___ Selected excerpt ___
Competing with Cats

Winner of the AO Foundation's special prize at Schweizer Jugend Forscht participates in eCM Conference

Noée Niggli owes a lot to her three cats. If the 19-year-old from the canton of Solothurn wouldn't feed her cats according to the "BARF" regimen (the acronym BARF stands for Biologically Appropriate Raw Food), she might never have submitted her graduation paper (Maturaarbeit) to Schweizer Jugend Forscht, Switzerland's oldest yearly competition for aspiring young scientists. In which case, she would not have won the AO Foundation's special prize and would not have been invited to this year's European Cells and Materials (eCM) Conference in Davos from July 12 to 14.

But let's start from the beginning. Noée Niggli came up with the topic of her paper titled "The Influence of Thiaminase I in Ordinary Carp on the Thiamine Content in Pork by Common Storage—Orienting Preliminary Tests" because the enzyme thiaminase I, which is found in fish organs, destroys vitamin B1 (thiamin). Since Niggli feeds her cats raw fish and meat, she wondered whether the thiaminase I in the fish could destroy the vitamin B1 in the meat if she stored both together. "A small preliminary study, such as I was able to carry out with my modest means, does, of course, not lead to conclusive results," said Niggli. "But I was able to at least conclude from my experiments that you should be careful when storing them, especially if the fish and meat have already been chopped up and the contact area is therefore larger." Such deep-frozen ready mixes for BARF diets are still rare in Switzerland, said Niggli, but are already being offered on a large scale in other countries such as the United States.
___ Source material ___
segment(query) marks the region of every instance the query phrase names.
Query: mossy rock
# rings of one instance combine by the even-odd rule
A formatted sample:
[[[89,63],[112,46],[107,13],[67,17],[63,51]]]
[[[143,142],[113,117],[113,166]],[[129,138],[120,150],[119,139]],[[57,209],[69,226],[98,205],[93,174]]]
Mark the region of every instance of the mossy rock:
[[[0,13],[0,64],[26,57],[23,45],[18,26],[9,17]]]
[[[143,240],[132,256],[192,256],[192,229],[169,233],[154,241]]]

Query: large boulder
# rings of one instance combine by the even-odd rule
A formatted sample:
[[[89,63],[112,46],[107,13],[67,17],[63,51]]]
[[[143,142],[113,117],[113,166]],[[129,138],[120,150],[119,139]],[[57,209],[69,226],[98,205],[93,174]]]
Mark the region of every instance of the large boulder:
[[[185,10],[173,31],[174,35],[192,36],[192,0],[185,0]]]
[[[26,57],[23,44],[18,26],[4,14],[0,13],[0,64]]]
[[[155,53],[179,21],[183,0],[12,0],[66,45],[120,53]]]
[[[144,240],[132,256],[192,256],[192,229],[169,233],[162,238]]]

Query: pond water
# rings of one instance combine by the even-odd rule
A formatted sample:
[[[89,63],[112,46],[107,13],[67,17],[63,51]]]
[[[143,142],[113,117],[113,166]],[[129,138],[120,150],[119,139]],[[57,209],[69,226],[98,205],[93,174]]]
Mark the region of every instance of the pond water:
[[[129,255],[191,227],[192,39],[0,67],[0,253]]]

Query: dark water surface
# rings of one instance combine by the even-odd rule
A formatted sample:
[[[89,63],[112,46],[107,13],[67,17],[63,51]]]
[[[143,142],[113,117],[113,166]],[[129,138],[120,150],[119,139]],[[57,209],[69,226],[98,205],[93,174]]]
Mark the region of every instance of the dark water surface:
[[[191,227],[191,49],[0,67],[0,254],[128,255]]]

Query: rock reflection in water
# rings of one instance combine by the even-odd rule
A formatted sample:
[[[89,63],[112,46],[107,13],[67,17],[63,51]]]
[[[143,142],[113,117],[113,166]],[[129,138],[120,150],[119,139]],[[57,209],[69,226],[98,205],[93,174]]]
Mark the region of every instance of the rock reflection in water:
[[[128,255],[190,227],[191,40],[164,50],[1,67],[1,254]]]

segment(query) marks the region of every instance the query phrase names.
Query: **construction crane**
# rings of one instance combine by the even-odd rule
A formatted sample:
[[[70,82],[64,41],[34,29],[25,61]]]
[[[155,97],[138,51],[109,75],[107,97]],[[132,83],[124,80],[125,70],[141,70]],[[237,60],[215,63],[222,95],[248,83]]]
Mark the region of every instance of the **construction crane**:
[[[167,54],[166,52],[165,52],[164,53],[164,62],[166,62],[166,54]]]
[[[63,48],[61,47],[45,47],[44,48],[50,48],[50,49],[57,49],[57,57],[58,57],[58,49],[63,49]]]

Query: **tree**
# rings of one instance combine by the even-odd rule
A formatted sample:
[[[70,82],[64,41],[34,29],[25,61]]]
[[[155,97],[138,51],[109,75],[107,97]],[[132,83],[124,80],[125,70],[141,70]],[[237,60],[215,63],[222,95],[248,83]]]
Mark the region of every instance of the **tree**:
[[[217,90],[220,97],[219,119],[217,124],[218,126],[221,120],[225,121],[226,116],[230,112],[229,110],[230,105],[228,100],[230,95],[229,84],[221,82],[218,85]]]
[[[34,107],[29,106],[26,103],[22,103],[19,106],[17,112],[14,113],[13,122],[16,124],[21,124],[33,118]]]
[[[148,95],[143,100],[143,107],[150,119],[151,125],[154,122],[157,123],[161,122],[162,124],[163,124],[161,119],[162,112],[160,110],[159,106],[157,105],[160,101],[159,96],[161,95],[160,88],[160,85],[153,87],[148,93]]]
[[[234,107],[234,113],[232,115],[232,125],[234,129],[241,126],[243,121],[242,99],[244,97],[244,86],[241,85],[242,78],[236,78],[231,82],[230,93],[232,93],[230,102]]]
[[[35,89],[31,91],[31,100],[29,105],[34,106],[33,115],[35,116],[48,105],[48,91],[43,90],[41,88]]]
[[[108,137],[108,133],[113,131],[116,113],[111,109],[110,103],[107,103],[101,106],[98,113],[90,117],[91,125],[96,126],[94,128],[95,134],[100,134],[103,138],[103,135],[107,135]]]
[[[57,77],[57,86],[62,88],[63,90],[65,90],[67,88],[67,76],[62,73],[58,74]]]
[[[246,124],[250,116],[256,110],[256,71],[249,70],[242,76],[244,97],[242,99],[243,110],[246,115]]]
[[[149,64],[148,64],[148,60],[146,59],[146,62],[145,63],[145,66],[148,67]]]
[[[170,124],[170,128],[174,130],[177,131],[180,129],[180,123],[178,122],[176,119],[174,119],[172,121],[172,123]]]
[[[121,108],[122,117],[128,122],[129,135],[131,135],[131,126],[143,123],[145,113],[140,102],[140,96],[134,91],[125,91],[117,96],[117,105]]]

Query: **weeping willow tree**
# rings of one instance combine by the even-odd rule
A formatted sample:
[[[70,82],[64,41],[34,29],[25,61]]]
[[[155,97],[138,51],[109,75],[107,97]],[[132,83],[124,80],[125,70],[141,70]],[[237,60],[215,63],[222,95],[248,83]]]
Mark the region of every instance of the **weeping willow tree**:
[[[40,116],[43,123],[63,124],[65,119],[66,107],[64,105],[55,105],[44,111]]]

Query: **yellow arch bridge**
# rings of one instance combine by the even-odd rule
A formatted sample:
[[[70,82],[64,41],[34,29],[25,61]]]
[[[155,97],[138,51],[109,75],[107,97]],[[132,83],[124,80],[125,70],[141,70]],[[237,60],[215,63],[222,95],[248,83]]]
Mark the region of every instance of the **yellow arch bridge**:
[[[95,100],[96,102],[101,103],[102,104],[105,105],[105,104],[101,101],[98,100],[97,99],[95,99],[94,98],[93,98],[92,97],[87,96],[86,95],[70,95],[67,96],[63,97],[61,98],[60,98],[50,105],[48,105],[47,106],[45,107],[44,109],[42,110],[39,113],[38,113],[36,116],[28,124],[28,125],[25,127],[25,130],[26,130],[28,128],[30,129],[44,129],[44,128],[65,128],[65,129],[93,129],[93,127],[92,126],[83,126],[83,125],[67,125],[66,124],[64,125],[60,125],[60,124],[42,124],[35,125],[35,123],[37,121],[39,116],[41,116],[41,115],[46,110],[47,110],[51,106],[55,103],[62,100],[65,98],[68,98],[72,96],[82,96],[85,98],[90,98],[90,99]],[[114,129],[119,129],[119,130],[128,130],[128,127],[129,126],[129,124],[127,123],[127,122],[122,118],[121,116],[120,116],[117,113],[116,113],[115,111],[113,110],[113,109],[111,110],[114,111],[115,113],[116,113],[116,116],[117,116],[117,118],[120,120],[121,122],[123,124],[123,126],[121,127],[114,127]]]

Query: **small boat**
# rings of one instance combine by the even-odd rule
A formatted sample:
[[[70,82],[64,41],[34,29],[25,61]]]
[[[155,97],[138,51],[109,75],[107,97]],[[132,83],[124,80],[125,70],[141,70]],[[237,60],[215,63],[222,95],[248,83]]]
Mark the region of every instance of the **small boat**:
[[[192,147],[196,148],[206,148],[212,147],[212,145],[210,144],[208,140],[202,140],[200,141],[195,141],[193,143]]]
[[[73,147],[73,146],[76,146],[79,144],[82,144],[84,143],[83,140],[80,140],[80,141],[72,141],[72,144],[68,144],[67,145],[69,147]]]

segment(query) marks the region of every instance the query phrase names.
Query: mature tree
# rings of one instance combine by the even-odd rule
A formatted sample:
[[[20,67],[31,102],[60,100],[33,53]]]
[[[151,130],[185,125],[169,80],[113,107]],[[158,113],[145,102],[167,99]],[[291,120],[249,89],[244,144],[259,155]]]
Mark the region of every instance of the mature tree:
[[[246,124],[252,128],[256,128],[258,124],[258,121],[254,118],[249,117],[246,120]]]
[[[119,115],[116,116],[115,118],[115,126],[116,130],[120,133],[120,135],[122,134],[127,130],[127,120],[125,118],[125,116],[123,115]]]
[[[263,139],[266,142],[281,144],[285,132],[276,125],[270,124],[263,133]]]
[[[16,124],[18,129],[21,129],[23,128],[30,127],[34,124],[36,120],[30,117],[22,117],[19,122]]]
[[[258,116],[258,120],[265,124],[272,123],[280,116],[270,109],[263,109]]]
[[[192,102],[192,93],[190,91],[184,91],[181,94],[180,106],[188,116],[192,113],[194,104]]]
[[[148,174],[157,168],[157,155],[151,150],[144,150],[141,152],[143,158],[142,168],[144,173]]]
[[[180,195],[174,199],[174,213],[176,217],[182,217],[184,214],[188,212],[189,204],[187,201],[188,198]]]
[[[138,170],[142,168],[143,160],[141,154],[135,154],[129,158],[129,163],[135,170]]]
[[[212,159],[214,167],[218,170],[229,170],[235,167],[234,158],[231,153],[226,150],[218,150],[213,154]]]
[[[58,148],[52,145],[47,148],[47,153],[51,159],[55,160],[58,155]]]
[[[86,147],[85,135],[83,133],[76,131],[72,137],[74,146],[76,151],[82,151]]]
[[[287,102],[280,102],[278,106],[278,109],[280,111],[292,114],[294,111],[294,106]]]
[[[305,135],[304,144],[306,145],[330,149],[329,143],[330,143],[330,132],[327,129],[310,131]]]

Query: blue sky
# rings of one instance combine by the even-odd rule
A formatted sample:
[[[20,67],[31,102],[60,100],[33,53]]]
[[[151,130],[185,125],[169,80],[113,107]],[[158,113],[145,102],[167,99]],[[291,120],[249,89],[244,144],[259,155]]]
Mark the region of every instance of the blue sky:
___
What to produce:
Reproduce the cat-food article word for word from "Winner of the" to "July 12 to 14.". The rows are drawn from a separate source unrelated to the cat-food article.

Exercise result:
Winner of the AO Foundation's special prize at Schweizer Jugend Forscht participates in eCM Conference

Noée Niggli owes a lot to her three cats. If the 19-year-old from the canton of Solothurn wouldn't feed her cats according to the "BARF" regimen (the acronym BARF stands for Biologically Appropriate Raw Food), she might never have submitted her graduation paper (Maturaarbeit) to Schweizer Jugend Forscht, Switzerland's oldest yearly competition for aspiring young scientists. In which case, she would not have won the AO Foundation's special prize and would not have been invited to this year's European Cells and Materials (eCM) Conference in Davos from July 12 to 14.